* Exercise prompt
In the data, take the lines from the one with "Where can you spot the nafiu" through the one with "column 819, row 186" and write them out again with every "jersey" replaced by "shirt", leaving everything else unchanged.
- - -
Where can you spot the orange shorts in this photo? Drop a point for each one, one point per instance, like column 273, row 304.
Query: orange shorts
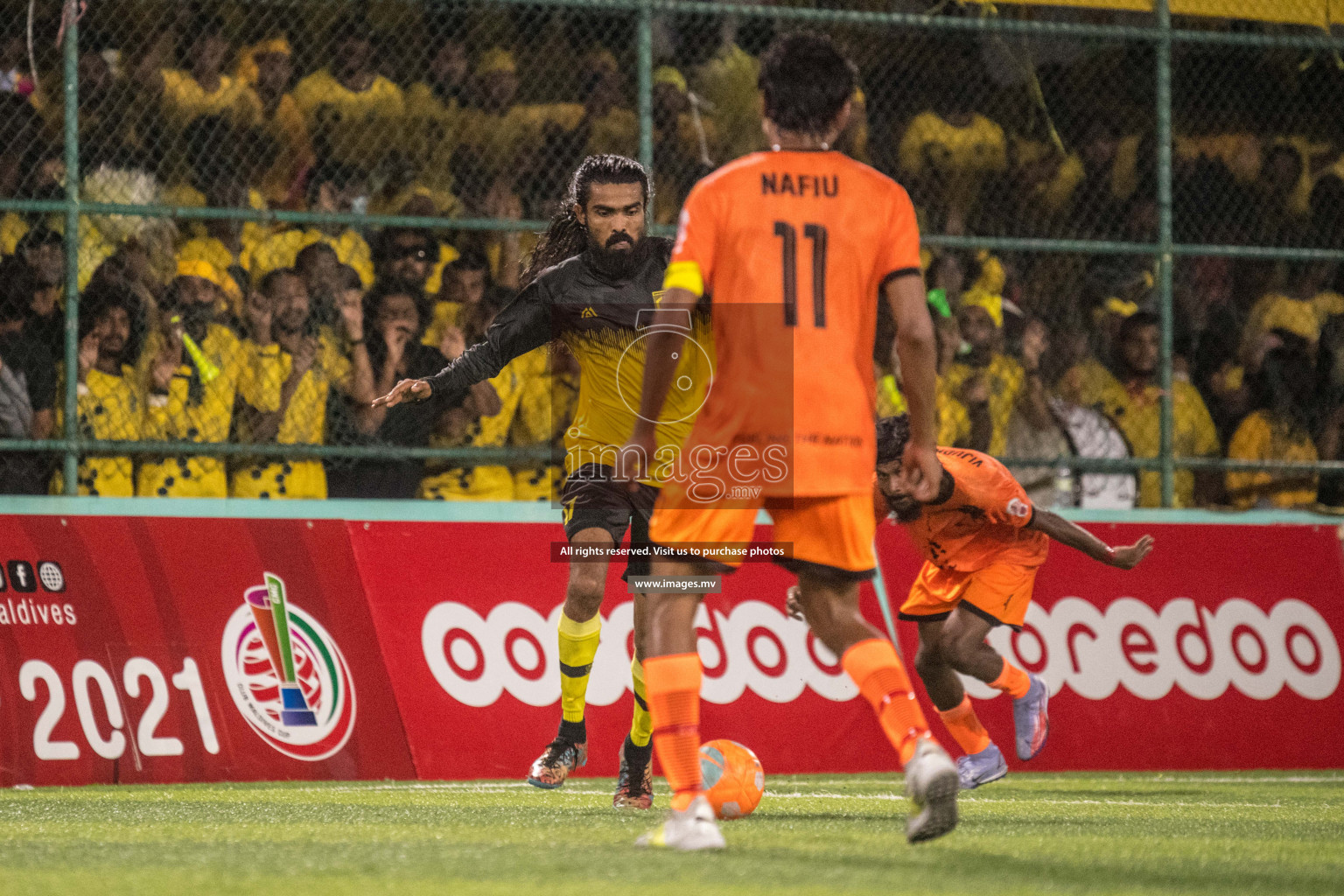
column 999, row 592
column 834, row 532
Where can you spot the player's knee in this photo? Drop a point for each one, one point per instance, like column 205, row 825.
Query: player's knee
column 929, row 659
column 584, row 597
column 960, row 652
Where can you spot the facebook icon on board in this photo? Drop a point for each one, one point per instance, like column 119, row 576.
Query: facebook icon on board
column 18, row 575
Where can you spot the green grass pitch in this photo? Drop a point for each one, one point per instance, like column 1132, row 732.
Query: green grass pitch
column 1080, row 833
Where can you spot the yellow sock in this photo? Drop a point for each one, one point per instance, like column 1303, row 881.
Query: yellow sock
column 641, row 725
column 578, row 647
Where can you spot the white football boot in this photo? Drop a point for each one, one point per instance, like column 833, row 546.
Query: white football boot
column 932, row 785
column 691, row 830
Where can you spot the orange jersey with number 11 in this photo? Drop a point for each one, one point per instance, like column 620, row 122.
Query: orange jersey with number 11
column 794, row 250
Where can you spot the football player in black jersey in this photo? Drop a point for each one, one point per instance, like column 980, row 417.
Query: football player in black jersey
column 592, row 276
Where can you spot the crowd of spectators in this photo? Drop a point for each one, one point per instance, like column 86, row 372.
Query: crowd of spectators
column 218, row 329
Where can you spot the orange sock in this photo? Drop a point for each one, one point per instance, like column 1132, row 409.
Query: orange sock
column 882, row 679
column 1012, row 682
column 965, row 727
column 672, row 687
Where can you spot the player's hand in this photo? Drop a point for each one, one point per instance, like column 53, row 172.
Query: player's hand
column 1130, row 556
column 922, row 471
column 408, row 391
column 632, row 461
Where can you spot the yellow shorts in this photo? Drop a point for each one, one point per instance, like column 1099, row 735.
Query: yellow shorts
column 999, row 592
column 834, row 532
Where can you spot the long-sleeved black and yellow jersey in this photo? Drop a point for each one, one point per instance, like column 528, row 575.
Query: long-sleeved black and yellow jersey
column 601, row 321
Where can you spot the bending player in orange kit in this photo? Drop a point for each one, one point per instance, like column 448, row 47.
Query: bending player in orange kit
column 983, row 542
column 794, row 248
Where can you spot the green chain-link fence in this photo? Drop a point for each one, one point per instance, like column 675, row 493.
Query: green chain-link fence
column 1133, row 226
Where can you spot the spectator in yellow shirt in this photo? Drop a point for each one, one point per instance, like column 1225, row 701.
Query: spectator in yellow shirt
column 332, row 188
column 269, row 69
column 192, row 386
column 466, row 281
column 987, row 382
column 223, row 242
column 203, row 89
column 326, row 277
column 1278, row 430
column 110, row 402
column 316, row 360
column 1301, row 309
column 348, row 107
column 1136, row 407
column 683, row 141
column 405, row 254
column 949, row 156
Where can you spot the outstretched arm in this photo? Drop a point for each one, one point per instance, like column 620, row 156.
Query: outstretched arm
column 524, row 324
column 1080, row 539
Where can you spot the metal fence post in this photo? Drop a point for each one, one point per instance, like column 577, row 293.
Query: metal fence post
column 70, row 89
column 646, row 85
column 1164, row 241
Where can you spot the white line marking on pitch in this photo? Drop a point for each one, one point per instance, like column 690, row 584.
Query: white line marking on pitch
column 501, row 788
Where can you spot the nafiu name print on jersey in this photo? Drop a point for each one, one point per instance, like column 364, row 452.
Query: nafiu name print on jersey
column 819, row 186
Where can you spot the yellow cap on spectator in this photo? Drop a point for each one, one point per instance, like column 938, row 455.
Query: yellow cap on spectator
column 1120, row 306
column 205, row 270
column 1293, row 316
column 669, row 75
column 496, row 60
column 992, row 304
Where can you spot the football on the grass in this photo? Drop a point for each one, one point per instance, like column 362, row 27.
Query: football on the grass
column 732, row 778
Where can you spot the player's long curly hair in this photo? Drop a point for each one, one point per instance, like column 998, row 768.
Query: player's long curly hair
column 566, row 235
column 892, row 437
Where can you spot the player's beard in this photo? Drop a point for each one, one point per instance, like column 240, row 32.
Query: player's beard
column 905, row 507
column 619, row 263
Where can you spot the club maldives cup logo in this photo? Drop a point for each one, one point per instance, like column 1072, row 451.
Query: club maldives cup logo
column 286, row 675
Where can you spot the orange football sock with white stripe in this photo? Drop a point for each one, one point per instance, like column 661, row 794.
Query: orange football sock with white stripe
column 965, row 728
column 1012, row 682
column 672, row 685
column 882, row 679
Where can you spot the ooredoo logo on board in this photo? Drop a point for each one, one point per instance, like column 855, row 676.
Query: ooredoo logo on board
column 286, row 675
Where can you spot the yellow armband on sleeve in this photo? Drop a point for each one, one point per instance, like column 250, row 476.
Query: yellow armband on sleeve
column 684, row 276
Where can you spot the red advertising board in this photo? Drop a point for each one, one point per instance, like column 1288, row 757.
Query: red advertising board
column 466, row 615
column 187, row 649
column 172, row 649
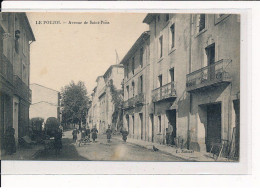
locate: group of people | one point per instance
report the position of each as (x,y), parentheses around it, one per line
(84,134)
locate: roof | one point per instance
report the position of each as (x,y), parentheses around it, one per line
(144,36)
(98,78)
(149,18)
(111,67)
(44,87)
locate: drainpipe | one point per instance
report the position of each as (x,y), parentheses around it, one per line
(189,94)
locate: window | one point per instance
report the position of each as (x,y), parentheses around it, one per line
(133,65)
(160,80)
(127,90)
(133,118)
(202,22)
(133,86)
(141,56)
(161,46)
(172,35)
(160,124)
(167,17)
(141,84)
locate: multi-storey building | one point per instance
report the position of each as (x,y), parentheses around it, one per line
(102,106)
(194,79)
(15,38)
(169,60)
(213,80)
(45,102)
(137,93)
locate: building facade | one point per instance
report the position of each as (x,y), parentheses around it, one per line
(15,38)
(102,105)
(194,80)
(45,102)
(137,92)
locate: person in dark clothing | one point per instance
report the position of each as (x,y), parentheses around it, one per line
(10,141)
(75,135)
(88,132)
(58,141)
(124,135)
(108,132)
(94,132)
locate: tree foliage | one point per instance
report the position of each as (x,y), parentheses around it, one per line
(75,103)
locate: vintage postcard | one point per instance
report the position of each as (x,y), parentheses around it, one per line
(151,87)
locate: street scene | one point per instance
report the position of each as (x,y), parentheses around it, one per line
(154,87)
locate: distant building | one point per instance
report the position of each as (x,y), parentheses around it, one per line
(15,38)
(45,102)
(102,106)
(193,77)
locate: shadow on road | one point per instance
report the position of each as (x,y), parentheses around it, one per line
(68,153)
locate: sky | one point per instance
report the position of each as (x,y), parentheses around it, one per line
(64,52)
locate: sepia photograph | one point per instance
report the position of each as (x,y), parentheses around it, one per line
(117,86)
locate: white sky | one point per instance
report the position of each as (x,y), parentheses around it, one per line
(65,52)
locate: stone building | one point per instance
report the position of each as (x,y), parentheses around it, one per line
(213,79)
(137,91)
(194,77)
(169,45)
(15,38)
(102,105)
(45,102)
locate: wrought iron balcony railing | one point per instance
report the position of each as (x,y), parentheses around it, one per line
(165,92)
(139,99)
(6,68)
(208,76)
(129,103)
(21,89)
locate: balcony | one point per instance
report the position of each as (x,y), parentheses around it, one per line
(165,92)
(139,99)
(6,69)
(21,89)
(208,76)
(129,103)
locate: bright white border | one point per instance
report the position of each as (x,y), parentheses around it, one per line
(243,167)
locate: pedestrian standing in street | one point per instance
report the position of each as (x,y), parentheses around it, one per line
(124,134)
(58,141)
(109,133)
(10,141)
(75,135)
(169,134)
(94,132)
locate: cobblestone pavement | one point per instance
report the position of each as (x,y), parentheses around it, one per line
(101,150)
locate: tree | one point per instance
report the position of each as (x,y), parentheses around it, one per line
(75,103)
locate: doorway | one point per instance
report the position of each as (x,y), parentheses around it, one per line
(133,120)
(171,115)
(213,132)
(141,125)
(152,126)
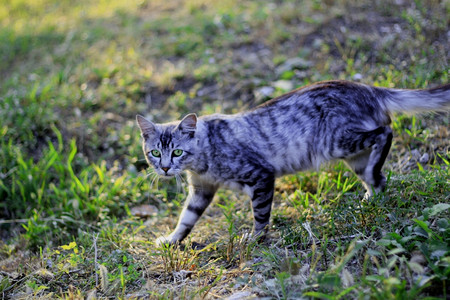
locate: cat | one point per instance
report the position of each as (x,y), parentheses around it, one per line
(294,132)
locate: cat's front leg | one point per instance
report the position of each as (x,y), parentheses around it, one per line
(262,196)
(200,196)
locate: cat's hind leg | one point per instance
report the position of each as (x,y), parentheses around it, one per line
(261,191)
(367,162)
- - -
* Final result
Where can you spot the nafiu name print on shirt in this photo? Drop a point for each one, one point per instance, like column 364, row 452.
Query: nafiu name print on shirt
column 819, row 186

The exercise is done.